[Data extracted from a collection]
· · · ·
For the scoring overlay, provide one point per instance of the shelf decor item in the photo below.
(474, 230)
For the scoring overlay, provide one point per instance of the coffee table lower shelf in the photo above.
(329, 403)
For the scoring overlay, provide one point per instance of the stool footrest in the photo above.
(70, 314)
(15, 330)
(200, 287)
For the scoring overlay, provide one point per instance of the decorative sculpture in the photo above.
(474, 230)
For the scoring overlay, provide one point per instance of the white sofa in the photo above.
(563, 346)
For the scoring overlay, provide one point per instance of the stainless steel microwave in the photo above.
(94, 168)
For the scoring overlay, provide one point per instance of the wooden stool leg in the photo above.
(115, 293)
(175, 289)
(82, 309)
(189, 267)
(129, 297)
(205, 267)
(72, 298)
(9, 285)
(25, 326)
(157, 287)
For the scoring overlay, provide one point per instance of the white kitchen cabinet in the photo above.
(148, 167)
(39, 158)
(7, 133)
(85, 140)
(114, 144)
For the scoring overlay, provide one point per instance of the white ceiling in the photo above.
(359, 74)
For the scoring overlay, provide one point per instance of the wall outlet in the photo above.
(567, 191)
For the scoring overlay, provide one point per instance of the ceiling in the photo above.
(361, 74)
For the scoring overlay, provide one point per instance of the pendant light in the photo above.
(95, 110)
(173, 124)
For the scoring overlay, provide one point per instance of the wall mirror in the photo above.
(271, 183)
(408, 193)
· · · ·
Up to and including the last line of the data, copy each line exactly, starting with the line that contains "mirror in the photo above.".

◆ Answer section ◆
For the scoring overlay, provide one point per instance of the wall mirror in the photo above.
(271, 183)
(408, 193)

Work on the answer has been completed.